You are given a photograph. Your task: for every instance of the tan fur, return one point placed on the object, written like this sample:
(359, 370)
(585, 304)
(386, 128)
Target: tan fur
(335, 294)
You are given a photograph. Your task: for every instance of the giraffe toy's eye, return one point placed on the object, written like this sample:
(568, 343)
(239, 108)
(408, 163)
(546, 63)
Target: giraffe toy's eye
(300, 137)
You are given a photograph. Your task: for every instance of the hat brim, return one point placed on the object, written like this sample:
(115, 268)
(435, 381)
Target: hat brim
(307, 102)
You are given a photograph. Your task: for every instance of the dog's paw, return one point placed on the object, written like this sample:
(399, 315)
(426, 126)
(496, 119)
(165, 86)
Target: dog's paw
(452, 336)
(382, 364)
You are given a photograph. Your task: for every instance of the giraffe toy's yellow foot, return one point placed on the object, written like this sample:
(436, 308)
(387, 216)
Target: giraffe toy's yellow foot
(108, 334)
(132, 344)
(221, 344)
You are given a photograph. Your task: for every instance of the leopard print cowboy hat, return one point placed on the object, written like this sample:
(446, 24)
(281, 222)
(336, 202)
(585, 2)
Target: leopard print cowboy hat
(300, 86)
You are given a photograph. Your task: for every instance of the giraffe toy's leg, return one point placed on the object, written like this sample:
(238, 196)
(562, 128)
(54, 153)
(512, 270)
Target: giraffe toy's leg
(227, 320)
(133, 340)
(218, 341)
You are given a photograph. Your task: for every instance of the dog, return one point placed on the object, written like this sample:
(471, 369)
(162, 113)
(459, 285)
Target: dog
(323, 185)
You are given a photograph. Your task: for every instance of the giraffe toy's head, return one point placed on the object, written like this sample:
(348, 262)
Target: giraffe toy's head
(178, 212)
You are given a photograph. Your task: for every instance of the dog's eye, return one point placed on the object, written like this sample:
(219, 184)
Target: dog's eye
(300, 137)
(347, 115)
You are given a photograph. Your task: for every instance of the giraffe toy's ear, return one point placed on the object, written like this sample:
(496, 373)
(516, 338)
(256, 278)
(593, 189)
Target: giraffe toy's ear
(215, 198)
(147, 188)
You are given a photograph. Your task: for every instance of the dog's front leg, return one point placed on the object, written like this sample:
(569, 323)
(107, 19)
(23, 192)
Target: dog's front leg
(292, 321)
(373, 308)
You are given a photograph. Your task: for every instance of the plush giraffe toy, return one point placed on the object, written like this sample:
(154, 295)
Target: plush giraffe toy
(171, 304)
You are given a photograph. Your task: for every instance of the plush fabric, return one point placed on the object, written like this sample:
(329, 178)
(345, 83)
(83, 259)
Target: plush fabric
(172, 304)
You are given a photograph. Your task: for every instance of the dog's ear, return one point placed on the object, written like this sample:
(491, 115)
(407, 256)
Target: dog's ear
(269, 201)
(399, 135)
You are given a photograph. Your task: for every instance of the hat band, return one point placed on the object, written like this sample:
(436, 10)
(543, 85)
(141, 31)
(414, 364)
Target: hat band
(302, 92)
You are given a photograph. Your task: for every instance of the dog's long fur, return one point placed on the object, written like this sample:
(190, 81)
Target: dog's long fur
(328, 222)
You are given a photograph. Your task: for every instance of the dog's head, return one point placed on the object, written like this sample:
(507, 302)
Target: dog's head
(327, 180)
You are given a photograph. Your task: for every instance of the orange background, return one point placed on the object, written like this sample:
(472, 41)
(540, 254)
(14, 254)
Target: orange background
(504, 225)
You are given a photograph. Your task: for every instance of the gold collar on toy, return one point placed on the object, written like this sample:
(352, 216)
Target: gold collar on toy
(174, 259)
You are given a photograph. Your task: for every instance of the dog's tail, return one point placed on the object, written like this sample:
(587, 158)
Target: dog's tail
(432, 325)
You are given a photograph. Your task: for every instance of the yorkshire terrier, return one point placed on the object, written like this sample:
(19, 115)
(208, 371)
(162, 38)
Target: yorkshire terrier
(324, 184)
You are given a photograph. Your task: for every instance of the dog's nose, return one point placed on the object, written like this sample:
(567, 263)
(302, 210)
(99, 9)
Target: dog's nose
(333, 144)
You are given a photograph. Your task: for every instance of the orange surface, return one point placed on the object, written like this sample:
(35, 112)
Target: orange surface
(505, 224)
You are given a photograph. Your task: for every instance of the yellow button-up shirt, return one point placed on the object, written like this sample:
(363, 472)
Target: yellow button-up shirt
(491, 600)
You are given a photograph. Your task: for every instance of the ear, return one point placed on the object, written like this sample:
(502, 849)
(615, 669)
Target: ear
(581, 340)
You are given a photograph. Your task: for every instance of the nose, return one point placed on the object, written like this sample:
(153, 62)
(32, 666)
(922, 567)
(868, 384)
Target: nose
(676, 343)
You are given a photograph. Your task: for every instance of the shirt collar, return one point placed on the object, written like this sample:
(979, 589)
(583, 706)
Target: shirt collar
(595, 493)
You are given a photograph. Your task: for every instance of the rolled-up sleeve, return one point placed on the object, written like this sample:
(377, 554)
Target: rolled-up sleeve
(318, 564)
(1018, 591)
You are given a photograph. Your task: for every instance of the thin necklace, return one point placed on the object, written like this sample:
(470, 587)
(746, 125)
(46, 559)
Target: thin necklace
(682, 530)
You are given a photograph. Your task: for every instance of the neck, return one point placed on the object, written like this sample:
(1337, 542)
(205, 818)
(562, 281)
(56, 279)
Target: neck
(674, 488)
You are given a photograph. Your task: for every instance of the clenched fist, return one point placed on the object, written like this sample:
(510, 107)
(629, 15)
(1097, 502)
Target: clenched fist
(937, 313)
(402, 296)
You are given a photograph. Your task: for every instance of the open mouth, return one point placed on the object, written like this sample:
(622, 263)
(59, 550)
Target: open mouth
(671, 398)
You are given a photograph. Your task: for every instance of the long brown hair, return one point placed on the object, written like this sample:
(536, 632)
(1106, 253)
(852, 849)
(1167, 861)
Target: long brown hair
━━━━━━
TRY IT
Search the listing for the word "hair". Copy every line in which it occurs.

WRITTEN ANSWER
You are given a photograph. Your task: for every instance of the long brown hair, return one point placed on the object, written like this sample:
Target: long brown hair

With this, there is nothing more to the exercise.